Material provided -
──────────────────────────────
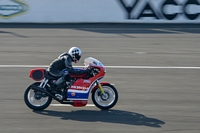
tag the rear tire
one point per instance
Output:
(106, 101)
(36, 100)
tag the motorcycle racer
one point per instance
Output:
(64, 61)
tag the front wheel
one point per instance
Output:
(106, 101)
(36, 100)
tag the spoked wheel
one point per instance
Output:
(36, 100)
(108, 99)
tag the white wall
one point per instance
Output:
(69, 11)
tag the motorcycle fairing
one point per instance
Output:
(80, 90)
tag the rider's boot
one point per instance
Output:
(53, 88)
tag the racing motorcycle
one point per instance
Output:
(38, 95)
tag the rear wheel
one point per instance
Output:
(36, 100)
(108, 99)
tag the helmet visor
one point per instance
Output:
(77, 57)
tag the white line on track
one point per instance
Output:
(67, 105)
(139, 67)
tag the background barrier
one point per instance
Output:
(111, 11)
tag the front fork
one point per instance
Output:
(100, 87)
(43, 83)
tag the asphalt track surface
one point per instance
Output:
(151, 100)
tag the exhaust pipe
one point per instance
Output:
(40, 89)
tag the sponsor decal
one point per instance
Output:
(87, 81)
(79, 88)
(73, 94)
(162, 9)
(11, 8)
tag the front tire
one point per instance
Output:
(106, 101)
(36, 100)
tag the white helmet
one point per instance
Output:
(75, 53)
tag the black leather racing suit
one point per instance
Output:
(64, 61)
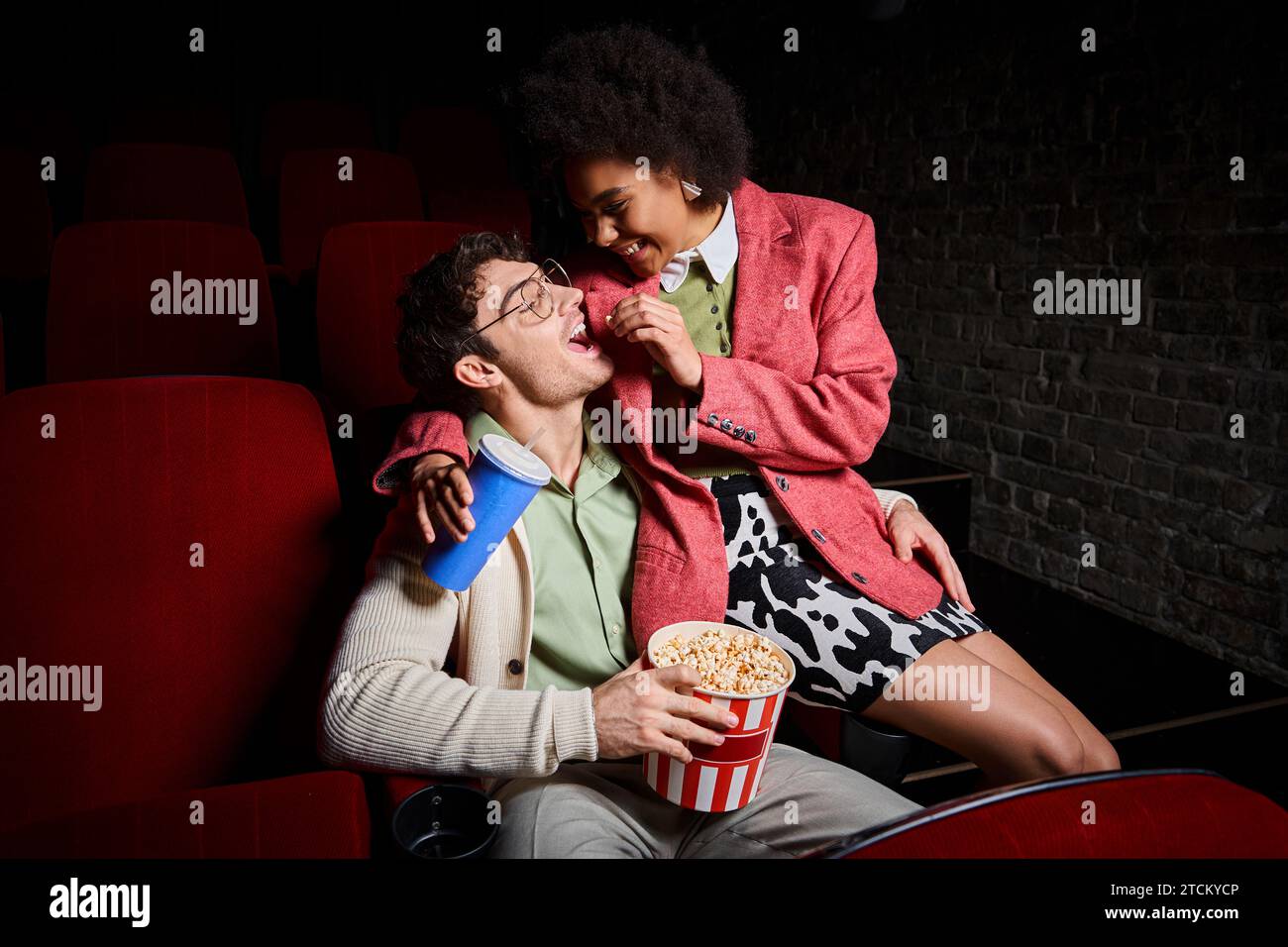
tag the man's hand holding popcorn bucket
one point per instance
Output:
(698, 673)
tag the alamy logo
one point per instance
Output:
(73, 899)
(75, 684)
(632, 425)
(179, 296)
(1077, 296)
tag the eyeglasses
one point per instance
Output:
(535, 294)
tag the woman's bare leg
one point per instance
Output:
(1098, 750)
(1018, 736)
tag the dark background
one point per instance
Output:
(1111, 163)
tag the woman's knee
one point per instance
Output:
(1054, 748)
(1100, 755)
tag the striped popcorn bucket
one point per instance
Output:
(720, 779)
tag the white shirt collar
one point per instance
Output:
(719, 252)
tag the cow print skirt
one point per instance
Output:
(846, 646)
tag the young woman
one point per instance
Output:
(755, 309)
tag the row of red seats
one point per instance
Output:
(150, 534)
(101, 320)
(451, 149)
(146, 182)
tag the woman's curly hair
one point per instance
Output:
(438, 308)
(623, 91)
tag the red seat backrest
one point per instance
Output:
(307, 124)
(210, 674)
(454, 149)
(361, 273)
(202, 124)
(101, 321)
(501, 209)
(158, 182)
(26, 226)
(313, 198)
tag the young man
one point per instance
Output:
(549, 701)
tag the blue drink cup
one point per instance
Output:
(503, 475)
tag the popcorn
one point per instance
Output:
(741, 664)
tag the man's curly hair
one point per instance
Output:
(438, 308)
(623, 91)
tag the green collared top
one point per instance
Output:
(583, 544)
(706, 305)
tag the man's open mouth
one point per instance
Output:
(580, 341)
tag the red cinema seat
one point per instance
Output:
(500, 209)
(314, 198)
(204, 125)
(469, 178)
(26, 226)
(101, 320)
(309, 124)
(150, 534)
(163, 182)
(361, 273)
(454, 149)
(1150, 813)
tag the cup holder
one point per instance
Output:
(445, 821)
(876, 750)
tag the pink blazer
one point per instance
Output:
(804, 397)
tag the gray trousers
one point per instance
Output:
(604, 809)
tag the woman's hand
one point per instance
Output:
(661, 329)
(442, 489)
(911, 530)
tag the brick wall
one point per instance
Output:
(1115, 165)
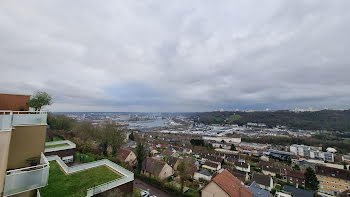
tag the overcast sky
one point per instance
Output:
(177, 55)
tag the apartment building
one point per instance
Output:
(23, 167)
(333, 181)
(311, 152)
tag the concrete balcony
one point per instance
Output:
(28, 178)
(8, 119)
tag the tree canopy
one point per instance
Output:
(39, 99)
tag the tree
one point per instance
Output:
(186, 169)
(131, 136)
(289, 161)
(311, 181)
(111, 135)
(140, 156)
(233, 147)
(39, 99)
──────────────────────────────
Work required - Output the listing above exactly as it stands; no picture should appear.

Response area -
tag the rear tire
one point per instance
Output:
(106, 101)
(36, 100)
tag the motorcycle racer
one point per instance
Output:
(64, 61)
tag the front wheel
one point per instance
Output:
(106, 101)
(36, 100)
tag the spoked wheel
one point per instance
Output:
(36, 100)
(108, 99)
tag the white wall
one point per instance
Output:
(69, 11)
tag the motorcycle fairing
one point per instance
Output:
(80, 90)
tag the rider's boot
one point per instance
Output:
(53, 88)
tag the racing motorcycle
one point per instance
Output:
(38, 95)
tag the rear wheel
one point per instance
Output:
(36, 100)
(108, 99)
tag the helmet visor
one point per instance
Output:
(77, 57)
tag the white line on track
one point per instance
Output:
(67, 105)
(139, 67)
tag the background barrier
one point per instance
Output:
(111, 11)
tag the front fork
one point per instance
Output:
(100, 87)
(43, 83)
tag the asphalt track surface
one point per instance
Output:
(151, 100)
tag the exhaust pipe
one point per instance
Output:
(40, 89)
tag the sponsor decal
one point per instance
Output:
(87, 81)
(79, 88)
(73, 94)
(162, 9)
(11, 8)
tag the front tire
one point per instance
Output:
(106, 101)
(36, 100)
tag the white helmet
one point per instance
Output:
(75, 53)
tag the black leather racing suit
one point per instance
Output:
(64, 61)
tag the man's hand holding popcorn bucket
one point per instance
Output:
(698, 673)
tag the alamy logo
one point per instance
Output:
(73, 899)
(75, 684)
(632, 425)
(179, 296)
(1077, 296)
tag the eyeglasses
one point per instance
Output:
(535, 294)
tag the woman's bare leg
one point per instance
Output:
(1098, 750)
(1018, 736)
tag the dark background
one point per instance
Output:
(1111, 163)
tag the woman's knee
one point per instance
Output:
(1054, 748)
(1100, 755)
tag the striped popcorn bucket
one point per instance
Output:
(720, 779)
tag the white shirt collar
one point per instance
Output:
(719, 252)
tag the cow print skirt
one point per instance
Output:
(846, 646)
tag the young woman
one point per instance
Output:
(755, 309)
tag the row of red seats
one point per instance
Output:
(150, 534)
(101, 320)
(451, 149)
(146, 182)
tag the woman's curly hair
one point per instance
Output:
(438, 308)
(623, 91)
tag the red seat backrest
one point per instance
Output:
(307, 124)
(210, 674)
(454, 149)
(361, 273)
(202, 124)
(101, 321)
(501, 209)
(158, 182)
(26, 226)
(313, 198)
tag the young man
one point per instance
Output:
(549, 701)
tag the blue drink cup
one point per instance
Output:
(503, 475)
tag the popcorn
one point per instance
Output:
(741, 664)
tag the man's curly hair
one point per instance
Output:
(438, 308)
(623, 91)
tag the green collared top
one point per instance
Output:
(583, 544)
(706, 305)
tag the man's open mouth
one point per instance
Output:
(580, 341)
tag the red cinema seat
one point per instance
Output:
(500, 209)
(314, 198)
(204, 125)
(469, 178)
(26, 226)
(101, 320)
(309, 124)
(150, 534)
(163, 182)
(361, 273)
(454, 149)
(1150, 813)
tag the cup holder
one point per instance
Output:
(445, 821)
(876, 750)
tag the pink blazer
one point per instance
Output:
(804, 397)
tag the gray trousers
one point per instance
Output:
(604, 809)
tag the woman's hand
one point per instance
Output:
(661, 329)
(442, 489)
(911, 530)
tag the brick wall
one point per instance
Output:
(1115, 165)
tag the overcast sky
one point per instance
Output:
(177, 55)
tag the apartment building
one point per instance
Output:
(23, 167)
(333, 181)
(311, 152)
tag the concrete balcony
one point per instance
Output:
(28, 178)
(8, 119)
tag the tree canopy
one point per instance
Output:
(39, 99)
tag the tree
one point per instance
Output:
(186, 169)
(131, 136)
(289, 161)
(311, 181)
(111, 135)
(140, 156)
(233, 147)
(39, 99)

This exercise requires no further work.